_Natural-language object grounding data_

.....

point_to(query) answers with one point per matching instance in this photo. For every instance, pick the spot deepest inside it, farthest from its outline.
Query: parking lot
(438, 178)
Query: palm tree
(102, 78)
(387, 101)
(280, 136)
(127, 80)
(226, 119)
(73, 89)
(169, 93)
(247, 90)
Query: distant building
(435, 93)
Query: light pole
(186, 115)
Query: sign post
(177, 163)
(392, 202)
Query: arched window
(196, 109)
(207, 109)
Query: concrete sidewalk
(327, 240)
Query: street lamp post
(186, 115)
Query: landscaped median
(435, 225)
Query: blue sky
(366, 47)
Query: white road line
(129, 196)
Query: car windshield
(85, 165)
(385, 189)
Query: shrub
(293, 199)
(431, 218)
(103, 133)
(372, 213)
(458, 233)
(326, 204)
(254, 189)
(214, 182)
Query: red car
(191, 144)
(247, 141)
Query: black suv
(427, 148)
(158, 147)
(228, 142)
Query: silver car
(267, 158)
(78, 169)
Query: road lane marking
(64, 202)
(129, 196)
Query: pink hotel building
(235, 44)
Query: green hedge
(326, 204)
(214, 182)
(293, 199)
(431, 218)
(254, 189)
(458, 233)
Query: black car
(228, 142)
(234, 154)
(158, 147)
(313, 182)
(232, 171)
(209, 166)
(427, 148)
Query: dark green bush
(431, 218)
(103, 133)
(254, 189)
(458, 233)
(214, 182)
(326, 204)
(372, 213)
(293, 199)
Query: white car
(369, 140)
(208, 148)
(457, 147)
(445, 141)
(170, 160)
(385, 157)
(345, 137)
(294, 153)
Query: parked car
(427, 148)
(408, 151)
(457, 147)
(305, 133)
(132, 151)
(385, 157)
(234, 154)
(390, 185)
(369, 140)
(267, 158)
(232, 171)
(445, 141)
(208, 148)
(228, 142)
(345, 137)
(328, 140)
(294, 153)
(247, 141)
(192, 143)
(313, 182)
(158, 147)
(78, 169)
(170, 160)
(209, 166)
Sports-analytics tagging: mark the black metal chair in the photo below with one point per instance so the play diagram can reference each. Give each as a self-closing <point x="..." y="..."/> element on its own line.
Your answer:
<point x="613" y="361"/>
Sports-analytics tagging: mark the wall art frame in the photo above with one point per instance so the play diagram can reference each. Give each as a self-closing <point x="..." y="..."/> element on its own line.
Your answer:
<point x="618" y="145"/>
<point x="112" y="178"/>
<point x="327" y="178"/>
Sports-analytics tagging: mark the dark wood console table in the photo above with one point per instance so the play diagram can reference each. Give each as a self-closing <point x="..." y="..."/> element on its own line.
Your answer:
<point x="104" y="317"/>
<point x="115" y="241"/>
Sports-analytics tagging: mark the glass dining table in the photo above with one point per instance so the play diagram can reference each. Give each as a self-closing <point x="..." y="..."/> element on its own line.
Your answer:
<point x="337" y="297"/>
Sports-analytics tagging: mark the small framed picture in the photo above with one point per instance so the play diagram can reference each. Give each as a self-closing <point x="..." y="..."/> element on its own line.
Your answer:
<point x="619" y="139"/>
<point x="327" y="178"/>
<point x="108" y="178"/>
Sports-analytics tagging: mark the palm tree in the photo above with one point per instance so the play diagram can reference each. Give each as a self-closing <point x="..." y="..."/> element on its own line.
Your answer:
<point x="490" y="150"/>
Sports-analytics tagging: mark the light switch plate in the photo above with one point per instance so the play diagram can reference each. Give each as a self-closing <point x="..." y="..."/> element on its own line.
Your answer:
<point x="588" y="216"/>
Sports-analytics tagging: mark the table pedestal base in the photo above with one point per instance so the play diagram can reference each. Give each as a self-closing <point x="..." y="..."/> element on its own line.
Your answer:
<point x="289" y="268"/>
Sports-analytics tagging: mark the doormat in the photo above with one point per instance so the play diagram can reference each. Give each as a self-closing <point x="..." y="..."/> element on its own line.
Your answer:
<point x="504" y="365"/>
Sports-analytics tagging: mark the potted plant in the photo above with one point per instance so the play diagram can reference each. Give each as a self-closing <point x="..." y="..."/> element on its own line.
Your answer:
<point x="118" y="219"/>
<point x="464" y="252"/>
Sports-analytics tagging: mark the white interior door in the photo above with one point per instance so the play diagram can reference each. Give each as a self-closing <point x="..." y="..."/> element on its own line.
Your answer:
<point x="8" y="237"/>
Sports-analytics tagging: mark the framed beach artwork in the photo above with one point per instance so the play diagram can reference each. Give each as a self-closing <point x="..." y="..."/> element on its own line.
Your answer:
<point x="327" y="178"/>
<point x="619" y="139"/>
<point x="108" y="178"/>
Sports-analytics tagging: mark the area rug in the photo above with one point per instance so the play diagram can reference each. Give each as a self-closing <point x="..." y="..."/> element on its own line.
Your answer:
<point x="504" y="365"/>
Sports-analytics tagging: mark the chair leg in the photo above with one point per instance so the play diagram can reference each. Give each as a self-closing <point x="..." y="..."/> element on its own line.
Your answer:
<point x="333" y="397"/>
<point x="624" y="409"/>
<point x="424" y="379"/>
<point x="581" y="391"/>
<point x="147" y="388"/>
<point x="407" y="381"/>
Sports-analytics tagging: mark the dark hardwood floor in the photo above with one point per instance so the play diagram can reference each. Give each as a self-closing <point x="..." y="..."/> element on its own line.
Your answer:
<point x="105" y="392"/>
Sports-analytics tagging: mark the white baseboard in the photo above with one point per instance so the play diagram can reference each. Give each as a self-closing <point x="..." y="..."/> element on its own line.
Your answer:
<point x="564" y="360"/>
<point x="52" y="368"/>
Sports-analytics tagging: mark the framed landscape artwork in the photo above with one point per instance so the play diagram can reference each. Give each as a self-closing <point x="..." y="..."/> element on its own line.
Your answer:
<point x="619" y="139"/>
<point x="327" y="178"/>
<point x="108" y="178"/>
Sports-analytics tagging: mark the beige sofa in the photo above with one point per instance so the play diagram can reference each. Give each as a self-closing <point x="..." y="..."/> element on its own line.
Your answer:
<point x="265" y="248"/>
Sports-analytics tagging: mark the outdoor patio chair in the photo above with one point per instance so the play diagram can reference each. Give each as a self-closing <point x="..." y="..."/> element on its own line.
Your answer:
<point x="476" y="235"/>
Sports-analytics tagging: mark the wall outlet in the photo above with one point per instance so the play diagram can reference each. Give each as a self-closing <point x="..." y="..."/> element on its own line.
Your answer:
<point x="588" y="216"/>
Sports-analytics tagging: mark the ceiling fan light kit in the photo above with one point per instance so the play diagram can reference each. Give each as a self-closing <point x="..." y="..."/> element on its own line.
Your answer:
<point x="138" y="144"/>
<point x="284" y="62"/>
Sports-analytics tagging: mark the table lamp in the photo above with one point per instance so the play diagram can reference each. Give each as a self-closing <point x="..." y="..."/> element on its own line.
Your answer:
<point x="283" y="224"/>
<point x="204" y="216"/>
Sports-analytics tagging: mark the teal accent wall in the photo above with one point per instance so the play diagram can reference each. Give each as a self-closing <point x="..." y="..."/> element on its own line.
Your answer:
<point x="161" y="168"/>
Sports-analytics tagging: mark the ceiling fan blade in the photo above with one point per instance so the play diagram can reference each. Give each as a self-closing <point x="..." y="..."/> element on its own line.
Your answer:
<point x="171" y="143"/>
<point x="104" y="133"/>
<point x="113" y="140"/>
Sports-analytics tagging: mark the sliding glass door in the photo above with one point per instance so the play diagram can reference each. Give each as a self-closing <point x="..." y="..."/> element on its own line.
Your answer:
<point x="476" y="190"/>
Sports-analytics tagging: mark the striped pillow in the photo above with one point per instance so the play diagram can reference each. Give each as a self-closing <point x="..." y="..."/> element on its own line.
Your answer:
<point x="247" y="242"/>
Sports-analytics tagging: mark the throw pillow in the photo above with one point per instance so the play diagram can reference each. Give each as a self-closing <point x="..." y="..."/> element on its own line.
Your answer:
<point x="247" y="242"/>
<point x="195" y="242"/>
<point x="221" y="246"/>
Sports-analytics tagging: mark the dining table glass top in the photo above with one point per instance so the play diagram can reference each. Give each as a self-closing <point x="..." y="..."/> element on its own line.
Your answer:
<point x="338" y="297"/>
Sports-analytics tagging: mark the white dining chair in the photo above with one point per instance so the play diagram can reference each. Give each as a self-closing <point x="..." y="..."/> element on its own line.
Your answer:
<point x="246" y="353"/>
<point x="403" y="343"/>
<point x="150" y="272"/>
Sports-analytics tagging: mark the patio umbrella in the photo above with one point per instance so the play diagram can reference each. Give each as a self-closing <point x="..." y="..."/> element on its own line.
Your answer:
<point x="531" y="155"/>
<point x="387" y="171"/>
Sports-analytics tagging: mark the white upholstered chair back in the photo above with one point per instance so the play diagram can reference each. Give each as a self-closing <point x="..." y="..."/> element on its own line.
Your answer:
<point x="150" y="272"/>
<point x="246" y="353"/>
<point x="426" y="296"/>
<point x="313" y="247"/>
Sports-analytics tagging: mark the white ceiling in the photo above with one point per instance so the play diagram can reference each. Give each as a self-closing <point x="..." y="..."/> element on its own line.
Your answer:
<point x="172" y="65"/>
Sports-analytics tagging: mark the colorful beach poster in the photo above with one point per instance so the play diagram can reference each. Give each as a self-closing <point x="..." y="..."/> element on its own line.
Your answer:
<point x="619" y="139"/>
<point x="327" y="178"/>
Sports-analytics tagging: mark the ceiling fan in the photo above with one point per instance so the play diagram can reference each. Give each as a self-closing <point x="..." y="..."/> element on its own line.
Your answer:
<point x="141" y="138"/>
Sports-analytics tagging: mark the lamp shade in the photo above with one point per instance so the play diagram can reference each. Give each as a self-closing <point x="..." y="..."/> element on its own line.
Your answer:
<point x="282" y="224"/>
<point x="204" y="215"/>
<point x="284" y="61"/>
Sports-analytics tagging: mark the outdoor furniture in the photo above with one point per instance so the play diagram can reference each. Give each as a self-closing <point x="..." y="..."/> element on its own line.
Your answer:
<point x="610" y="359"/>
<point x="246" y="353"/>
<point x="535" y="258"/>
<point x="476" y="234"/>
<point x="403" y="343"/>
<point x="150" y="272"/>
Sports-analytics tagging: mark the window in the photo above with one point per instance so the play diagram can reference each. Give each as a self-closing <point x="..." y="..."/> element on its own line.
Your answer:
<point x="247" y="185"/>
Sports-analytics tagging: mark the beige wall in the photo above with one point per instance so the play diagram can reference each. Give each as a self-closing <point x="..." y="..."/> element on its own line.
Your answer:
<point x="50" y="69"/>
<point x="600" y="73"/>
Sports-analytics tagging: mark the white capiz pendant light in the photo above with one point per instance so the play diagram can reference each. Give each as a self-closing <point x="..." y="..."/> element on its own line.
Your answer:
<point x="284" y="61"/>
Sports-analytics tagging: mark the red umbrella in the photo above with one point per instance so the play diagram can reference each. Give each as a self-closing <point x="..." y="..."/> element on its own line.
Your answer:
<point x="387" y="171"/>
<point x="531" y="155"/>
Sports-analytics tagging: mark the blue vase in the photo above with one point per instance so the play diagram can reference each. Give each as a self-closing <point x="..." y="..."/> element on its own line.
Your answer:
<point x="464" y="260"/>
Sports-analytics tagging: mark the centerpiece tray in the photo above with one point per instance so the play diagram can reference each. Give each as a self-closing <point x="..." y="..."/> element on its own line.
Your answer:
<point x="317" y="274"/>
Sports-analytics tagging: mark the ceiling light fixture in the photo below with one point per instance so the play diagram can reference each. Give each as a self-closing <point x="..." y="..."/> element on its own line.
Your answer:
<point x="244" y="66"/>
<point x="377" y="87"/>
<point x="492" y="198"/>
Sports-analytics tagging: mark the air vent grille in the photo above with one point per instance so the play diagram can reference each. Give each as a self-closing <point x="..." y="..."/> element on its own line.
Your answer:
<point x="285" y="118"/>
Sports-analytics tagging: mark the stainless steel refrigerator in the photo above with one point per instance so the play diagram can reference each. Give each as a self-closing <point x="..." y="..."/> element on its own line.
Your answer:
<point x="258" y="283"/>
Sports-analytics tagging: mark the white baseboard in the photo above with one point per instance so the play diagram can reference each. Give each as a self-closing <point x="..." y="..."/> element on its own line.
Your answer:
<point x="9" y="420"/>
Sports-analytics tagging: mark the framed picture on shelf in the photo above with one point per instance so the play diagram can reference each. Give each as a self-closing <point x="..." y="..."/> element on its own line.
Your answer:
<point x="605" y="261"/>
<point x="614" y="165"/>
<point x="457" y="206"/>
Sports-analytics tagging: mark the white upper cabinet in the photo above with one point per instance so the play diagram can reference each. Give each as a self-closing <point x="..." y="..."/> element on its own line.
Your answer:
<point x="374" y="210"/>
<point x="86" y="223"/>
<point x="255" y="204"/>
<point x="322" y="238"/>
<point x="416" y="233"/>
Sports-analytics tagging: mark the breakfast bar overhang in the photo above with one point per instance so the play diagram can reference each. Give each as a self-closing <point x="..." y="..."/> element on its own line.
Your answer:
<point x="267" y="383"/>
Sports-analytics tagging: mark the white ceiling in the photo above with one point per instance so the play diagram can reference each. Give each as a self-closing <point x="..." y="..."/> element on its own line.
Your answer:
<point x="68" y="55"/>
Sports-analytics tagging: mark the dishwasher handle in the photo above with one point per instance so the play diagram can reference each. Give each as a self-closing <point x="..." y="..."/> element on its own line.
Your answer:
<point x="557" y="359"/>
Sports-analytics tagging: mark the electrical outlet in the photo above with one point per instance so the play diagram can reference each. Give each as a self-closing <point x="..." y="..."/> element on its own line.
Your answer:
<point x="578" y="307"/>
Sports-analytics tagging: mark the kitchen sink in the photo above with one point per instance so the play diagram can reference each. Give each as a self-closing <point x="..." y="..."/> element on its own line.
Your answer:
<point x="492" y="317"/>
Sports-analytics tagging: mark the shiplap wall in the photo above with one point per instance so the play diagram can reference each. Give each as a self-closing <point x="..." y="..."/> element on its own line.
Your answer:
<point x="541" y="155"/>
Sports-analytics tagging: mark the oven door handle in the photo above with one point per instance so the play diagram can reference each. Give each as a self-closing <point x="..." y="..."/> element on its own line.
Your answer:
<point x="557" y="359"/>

.....

_Work item_
Answer with a single number: the count of lines in the records that contain "below".

_Reply to the exercise_
2